__Goal__. Repeat exactly the lines from the line containing "Target: hazy horizon" to the last line of the listing, including both.
--------------------
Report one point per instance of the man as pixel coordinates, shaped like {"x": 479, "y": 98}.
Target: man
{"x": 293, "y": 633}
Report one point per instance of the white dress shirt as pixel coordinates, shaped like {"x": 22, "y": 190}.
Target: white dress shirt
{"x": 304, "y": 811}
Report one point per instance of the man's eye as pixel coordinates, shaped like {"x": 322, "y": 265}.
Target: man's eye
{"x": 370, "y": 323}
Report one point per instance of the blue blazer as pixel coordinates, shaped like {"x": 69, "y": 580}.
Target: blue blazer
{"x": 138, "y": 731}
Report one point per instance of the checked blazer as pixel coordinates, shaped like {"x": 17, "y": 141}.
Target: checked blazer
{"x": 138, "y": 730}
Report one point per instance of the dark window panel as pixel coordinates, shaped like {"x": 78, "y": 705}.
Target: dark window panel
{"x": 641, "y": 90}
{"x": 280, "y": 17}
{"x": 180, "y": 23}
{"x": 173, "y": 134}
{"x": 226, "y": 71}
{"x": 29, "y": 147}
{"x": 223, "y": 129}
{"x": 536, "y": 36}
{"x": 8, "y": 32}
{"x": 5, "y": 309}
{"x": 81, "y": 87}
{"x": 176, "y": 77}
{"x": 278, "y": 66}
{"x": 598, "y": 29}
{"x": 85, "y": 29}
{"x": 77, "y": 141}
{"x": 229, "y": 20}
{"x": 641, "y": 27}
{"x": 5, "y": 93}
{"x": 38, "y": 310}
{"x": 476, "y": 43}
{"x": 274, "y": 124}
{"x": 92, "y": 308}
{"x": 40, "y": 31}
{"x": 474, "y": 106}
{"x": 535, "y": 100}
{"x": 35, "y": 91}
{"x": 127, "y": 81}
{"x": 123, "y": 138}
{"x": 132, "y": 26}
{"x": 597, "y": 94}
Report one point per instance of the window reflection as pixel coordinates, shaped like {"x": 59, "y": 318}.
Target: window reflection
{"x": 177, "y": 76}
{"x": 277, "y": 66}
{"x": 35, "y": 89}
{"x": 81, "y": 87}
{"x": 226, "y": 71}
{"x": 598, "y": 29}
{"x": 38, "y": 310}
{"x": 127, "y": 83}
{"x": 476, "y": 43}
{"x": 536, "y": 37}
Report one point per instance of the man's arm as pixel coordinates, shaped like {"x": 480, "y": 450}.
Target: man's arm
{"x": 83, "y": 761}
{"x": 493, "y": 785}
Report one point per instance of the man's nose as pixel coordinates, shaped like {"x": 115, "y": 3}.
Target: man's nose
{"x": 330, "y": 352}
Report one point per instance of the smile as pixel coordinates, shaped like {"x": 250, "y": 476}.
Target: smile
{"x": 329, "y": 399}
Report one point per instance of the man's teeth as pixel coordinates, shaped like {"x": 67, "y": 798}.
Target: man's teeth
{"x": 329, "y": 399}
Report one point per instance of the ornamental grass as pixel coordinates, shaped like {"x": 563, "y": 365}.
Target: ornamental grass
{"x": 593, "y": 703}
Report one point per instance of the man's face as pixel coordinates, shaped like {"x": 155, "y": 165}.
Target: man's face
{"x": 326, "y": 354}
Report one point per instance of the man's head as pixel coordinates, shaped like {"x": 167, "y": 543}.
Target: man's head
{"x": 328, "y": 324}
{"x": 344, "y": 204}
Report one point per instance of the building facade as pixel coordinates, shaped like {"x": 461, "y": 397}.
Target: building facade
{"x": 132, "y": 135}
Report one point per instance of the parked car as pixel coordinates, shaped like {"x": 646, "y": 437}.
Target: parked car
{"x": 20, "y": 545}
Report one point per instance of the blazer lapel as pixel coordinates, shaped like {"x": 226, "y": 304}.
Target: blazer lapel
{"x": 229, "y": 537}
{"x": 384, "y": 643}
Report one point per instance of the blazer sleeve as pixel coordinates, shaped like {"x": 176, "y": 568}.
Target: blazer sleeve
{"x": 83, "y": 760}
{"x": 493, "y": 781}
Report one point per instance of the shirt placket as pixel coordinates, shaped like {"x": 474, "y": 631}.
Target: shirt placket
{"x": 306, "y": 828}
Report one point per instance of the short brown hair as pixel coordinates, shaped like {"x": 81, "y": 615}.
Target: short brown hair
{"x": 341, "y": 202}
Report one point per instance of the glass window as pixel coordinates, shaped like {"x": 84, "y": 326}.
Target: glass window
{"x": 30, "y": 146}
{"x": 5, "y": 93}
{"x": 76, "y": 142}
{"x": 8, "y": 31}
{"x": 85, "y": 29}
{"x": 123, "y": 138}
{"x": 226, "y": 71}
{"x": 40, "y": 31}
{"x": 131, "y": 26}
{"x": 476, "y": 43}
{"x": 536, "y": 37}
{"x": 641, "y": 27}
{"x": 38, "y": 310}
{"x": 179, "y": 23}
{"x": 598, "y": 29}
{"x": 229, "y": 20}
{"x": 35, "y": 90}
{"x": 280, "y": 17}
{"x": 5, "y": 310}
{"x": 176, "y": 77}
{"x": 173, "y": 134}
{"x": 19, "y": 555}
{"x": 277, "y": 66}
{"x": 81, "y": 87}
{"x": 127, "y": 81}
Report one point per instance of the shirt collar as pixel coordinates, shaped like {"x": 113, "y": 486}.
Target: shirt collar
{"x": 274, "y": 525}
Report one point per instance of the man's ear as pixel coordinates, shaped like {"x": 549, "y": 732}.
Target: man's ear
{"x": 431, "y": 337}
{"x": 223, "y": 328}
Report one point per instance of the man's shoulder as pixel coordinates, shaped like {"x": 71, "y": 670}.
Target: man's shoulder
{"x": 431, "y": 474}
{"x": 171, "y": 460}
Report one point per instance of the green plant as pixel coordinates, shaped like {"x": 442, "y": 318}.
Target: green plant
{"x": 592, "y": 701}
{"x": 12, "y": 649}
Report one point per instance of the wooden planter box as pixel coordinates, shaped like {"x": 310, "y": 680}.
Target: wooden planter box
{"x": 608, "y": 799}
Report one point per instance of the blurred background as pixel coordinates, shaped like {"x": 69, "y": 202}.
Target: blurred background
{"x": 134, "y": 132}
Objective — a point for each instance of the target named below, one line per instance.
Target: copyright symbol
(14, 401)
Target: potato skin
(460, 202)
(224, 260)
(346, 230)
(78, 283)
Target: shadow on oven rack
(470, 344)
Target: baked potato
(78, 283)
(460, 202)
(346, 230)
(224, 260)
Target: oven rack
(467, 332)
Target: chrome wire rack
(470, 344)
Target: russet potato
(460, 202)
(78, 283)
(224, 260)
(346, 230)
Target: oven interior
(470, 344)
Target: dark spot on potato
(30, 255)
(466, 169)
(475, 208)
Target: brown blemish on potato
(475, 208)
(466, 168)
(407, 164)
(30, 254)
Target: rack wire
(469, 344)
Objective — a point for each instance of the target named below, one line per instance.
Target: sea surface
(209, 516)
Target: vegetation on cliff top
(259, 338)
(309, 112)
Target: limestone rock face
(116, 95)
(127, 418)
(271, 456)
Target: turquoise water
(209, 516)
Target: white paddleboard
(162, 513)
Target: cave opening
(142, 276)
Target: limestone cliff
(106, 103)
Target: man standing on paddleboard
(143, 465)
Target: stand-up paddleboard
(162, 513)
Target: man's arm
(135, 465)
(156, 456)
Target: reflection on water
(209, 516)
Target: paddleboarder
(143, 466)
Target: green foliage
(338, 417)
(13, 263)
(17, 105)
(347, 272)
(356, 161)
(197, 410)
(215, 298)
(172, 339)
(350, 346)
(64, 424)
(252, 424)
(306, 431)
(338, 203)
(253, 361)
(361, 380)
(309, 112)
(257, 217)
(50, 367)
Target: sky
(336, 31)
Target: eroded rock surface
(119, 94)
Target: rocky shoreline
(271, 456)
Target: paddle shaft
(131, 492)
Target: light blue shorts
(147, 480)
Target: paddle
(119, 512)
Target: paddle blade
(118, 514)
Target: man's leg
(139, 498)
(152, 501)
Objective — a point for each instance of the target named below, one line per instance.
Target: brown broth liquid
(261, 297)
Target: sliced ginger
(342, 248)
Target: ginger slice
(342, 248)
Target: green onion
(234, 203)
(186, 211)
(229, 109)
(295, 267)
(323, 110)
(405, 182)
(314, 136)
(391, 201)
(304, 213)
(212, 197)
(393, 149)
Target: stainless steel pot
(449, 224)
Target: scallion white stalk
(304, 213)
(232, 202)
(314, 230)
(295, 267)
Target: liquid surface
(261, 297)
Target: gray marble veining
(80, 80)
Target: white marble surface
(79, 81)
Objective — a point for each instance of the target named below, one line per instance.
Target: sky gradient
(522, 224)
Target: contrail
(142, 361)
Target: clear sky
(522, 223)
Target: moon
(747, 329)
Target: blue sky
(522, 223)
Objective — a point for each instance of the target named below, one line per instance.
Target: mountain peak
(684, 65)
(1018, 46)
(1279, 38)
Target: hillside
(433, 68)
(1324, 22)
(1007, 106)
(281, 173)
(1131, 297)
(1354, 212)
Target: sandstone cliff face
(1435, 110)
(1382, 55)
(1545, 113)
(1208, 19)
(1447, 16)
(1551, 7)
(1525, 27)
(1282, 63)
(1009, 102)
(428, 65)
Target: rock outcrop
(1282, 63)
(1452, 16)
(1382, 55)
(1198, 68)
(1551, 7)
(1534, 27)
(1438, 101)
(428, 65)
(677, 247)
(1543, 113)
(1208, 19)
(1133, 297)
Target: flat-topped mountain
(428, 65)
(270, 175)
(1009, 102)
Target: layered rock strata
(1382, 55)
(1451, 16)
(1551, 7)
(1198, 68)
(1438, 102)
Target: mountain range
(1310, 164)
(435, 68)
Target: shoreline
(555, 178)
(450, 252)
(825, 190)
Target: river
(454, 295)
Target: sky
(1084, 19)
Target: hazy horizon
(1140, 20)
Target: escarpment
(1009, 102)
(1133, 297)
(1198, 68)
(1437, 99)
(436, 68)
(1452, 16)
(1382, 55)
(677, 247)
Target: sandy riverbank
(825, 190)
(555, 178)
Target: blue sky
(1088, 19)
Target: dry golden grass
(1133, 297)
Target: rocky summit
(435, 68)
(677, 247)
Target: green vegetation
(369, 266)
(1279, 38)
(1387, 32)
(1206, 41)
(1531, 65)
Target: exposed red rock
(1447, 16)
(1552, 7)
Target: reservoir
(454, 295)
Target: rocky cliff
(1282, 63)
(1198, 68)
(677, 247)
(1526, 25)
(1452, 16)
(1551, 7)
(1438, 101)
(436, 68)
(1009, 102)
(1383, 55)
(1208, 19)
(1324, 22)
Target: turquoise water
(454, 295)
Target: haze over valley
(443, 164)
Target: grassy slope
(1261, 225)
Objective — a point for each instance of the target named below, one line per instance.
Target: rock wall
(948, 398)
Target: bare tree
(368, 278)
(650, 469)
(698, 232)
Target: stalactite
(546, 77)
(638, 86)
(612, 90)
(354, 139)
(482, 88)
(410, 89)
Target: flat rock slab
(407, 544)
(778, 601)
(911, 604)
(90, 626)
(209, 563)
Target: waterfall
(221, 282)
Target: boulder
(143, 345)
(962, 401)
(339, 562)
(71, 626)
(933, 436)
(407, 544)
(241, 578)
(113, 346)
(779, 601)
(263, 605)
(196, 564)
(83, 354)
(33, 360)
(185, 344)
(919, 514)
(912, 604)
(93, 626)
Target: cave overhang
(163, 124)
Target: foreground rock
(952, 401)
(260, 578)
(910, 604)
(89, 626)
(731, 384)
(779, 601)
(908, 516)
--------------------
__Reply to the task__.
Target: hazy horizon
(1140, 20)
Target: escarpment
(1009, 102)
(1133, 297)
(1198, 68)
(1437, 99)
(436, 68)
(1452, 16)
(1382, 55)
(677, 247)
Target: sandy riverbank
(825, 190)
(555, 178)
Target: blue sky
(1088, 19)
Target: dry golden grass
(1133, 297)
Target: rocky summit
(435, 68)
(677, 247)
Target: green vegetation
(369, 266)
(1279, 38)
(1387, 32)
(1206, 41)
(1531, 65)
Target: exposed red rock
(1447, 16)
(1552, 7)
Target: reservoir
(454, 295)
Target: rocky cliff
(1282, 63)
(1198, 68)
(677, 247)
(1526, 25)
(1452, 16)
(1551, 7)
(1438, 101)
(436, 68)
(1009, 102)
(1383, 55)
(1208, 19)
(1324, 22)
Target: turquoise water
(454, 295)
Target: haze over valley
(443, 164)
Target: grassy slope
(1261, 225)
Objective — a point for each instance of the target named below, one line per instance.
Target: rock wall
(948, 398)
Target: bare tree
(368, 278)
(650, 469)
(698, 232)
Target: stalactite
(546, 77)
(638, 86)
(612, 90)
(354, 139)
(482, 88)
(410, 89)
Target: flat rock slab
(407, 544)
(778, 601)
(911, 604)
(90, 626)
(209, 563)
Target: waterfall
(221, 282)
Target: boulder
(143, 345)
(962, 401)
(339, 562)
(71, 626)
(933, 436)
(407, 544)
(241, 578)
(113, 346)
(779, 601)
(263, 605)
(196, 564)
(83, 354)
(33, 360)
(185, 344)
(919, 514)
(912, 604)
(93, 626)
Target: cave overhang
(163, 124)
Target: foreground rock
(952, 401)
(260, 578)
(910, 604)
(89, 626)
(731, 384)
(779, 601)
(908, 516)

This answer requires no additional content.